Required work
Pick out every line in the data below that holds "dune".

Point localization data:
######

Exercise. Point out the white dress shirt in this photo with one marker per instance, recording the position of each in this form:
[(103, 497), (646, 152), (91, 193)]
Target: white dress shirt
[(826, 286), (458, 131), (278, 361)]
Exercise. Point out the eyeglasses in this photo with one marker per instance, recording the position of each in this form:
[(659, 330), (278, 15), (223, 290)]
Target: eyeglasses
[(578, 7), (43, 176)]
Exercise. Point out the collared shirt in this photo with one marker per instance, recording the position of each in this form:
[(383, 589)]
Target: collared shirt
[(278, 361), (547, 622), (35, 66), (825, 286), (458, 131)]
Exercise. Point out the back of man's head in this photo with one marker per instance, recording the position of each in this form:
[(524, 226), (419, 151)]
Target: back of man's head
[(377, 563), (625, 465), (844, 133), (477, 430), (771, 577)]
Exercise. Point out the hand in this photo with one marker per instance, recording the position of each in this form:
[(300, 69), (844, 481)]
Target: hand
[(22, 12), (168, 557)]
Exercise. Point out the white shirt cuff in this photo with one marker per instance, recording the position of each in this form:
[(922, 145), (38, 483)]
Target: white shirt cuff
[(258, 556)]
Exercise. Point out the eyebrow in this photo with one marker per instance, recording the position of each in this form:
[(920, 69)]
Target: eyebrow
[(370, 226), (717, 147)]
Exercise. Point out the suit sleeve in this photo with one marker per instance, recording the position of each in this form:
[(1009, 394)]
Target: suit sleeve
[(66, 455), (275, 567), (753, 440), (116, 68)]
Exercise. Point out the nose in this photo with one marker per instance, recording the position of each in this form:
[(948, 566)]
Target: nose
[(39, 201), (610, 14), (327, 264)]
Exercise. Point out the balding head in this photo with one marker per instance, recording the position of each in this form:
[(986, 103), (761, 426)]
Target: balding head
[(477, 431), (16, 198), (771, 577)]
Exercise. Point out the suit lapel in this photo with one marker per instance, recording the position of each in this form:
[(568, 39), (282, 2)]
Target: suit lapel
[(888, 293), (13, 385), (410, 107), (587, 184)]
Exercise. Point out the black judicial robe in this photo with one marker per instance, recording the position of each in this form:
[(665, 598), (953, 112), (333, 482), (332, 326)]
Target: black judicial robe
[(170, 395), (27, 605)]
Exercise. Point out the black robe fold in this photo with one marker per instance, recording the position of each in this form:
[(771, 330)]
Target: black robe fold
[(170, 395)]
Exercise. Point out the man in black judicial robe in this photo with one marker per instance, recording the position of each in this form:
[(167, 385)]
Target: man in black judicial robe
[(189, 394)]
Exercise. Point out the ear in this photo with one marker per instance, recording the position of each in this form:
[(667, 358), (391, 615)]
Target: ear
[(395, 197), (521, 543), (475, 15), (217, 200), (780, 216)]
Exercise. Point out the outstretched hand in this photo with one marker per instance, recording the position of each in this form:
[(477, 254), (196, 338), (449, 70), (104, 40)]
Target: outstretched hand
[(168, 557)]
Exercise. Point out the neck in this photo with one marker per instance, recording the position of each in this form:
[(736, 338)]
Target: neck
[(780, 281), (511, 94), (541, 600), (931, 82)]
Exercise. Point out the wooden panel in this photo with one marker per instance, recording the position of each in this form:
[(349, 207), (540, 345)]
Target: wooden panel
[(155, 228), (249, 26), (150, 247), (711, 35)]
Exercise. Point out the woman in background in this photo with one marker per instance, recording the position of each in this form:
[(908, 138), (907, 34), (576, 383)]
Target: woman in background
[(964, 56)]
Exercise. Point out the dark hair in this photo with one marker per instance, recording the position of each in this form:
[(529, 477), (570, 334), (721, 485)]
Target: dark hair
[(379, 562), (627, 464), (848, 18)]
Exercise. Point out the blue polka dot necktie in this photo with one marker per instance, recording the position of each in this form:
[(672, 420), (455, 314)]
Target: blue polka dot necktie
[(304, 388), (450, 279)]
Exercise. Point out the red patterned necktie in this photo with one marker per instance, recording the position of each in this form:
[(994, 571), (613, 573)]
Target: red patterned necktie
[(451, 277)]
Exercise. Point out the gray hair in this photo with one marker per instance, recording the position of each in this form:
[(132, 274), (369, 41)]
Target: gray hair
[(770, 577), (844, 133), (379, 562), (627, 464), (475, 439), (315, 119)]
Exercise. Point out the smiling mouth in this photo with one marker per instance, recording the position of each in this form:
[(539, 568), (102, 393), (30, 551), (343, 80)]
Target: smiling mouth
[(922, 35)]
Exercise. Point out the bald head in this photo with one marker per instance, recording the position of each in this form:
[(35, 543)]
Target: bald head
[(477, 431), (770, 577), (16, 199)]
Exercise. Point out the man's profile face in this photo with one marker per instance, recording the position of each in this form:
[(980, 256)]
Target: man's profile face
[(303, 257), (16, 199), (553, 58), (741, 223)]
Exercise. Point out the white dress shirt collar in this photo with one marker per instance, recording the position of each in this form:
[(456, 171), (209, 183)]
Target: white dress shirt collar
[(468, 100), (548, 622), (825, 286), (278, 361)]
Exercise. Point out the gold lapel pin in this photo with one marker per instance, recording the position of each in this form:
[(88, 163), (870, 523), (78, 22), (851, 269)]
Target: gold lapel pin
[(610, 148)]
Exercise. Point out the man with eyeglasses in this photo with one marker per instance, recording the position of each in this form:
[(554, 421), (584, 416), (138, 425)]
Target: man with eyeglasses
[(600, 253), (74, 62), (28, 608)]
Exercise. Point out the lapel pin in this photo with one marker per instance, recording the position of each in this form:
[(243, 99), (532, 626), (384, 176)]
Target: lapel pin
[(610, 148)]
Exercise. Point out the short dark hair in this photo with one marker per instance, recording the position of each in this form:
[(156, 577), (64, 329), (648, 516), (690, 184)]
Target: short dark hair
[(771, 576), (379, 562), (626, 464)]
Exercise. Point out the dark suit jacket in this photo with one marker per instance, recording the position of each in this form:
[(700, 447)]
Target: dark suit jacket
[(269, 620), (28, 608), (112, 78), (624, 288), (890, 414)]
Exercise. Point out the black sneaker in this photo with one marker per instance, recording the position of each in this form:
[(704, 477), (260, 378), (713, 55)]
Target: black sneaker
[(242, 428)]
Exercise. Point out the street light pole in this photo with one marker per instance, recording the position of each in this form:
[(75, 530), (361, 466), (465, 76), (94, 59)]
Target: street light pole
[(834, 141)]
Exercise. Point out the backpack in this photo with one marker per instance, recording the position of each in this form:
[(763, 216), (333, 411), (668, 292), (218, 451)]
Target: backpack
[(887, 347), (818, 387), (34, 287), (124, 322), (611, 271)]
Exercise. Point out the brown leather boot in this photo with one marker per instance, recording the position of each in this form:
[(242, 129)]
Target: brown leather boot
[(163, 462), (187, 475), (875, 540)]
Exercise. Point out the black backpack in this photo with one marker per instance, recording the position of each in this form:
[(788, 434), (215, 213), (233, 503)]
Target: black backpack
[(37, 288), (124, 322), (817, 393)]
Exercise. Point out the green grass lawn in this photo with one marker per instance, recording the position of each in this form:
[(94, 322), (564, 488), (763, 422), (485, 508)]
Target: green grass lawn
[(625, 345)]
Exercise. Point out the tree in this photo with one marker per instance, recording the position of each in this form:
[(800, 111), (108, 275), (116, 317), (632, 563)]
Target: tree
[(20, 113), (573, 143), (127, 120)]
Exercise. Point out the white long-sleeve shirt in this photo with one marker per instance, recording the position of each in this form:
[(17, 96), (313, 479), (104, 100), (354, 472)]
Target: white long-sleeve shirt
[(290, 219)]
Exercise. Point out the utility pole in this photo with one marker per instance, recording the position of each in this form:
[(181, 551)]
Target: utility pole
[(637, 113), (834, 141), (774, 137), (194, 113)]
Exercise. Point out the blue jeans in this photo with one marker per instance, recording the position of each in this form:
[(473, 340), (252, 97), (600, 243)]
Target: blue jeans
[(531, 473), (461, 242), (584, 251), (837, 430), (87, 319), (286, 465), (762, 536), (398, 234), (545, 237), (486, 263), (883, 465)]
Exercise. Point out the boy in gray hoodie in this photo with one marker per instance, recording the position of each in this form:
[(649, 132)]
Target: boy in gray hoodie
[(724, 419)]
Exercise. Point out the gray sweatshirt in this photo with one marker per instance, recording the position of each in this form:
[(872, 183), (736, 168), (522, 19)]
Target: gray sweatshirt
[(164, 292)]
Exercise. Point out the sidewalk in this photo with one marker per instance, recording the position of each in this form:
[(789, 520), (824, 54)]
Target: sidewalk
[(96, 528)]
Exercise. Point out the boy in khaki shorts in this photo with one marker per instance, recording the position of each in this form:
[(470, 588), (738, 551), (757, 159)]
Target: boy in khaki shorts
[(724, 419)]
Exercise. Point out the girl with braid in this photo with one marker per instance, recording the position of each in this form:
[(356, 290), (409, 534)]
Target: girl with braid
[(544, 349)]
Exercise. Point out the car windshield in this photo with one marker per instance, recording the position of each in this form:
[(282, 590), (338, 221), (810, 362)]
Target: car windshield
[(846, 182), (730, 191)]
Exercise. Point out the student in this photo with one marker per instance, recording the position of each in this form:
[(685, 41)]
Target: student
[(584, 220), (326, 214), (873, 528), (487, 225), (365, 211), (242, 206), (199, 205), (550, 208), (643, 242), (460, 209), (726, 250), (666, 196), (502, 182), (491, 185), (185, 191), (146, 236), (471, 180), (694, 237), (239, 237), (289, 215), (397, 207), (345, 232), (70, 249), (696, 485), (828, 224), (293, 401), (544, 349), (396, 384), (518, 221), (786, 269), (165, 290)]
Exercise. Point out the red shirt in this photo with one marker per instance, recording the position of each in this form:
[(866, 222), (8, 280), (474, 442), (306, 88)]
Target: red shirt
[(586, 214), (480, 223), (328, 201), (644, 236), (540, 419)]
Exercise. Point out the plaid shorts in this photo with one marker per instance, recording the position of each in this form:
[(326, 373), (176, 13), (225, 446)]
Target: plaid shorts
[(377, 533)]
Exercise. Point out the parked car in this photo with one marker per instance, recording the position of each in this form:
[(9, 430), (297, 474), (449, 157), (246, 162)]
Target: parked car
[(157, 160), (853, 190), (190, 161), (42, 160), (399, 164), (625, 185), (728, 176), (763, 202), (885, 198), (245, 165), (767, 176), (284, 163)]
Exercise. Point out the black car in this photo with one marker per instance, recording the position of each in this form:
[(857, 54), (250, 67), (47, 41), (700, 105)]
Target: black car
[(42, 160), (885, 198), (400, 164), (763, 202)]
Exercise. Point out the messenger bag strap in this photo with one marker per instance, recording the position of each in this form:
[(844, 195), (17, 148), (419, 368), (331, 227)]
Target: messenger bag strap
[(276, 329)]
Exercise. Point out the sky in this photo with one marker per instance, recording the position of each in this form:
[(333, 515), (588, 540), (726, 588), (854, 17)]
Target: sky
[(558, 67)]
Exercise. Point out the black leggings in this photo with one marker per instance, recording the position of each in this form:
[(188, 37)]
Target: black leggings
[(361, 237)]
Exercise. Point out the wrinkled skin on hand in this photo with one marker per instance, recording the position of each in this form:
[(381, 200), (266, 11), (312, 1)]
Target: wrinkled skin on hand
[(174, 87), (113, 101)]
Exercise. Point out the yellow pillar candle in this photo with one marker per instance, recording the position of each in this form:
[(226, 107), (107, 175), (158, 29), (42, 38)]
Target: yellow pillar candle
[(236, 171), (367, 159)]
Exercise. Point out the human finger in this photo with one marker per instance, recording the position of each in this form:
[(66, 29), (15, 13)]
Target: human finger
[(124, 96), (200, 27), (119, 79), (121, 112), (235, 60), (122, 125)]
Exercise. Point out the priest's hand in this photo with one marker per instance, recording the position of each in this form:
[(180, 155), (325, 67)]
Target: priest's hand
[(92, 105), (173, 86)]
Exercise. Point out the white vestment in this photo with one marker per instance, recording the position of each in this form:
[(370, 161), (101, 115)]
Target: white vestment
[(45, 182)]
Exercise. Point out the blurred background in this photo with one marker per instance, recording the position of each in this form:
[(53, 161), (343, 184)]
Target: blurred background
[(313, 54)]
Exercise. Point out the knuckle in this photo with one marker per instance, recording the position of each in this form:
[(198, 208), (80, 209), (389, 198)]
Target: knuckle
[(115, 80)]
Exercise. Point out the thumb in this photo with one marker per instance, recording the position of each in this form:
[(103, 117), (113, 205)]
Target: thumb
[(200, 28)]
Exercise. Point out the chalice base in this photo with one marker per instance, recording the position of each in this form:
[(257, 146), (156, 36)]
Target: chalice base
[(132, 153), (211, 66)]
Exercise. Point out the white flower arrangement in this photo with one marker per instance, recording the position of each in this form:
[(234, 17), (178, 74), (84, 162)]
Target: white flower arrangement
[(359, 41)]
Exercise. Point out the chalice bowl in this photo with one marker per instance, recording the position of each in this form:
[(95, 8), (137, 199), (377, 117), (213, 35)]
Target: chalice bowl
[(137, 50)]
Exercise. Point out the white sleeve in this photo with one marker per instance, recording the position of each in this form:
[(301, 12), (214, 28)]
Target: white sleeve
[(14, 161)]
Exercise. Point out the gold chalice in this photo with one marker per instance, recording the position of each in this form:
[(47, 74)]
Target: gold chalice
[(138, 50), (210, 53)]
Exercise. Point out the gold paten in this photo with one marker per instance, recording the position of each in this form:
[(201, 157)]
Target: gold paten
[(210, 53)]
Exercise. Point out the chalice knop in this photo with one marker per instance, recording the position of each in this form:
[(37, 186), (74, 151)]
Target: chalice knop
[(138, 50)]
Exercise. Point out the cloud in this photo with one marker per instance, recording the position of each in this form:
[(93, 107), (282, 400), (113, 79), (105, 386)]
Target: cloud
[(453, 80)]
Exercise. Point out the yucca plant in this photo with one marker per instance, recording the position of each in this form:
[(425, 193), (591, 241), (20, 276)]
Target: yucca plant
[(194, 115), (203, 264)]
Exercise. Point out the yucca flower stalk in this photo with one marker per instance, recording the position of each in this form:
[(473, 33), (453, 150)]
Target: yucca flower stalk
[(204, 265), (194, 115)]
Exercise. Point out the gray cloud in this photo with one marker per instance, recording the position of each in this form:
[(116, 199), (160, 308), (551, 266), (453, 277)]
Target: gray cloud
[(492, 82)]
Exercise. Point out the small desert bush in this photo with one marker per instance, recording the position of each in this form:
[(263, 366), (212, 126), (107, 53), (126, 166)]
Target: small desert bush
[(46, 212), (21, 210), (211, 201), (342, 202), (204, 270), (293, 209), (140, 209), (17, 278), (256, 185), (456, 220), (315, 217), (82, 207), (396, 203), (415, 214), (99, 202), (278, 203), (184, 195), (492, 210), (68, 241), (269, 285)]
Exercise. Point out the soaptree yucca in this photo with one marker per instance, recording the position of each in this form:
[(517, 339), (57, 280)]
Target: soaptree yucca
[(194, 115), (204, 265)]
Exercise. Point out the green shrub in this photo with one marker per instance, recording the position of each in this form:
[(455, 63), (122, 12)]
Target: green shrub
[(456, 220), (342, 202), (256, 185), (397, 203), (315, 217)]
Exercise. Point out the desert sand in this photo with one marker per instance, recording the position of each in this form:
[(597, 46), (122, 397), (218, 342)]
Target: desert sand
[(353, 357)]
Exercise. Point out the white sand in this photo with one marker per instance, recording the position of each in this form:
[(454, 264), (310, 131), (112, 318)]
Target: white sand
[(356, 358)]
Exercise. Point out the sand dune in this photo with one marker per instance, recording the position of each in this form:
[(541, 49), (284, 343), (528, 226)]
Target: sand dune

######

Response for this exercise
Exercise. Point out the sand dune in this photo with one marker per instance, recording the position of each in this form:
Target: sand dune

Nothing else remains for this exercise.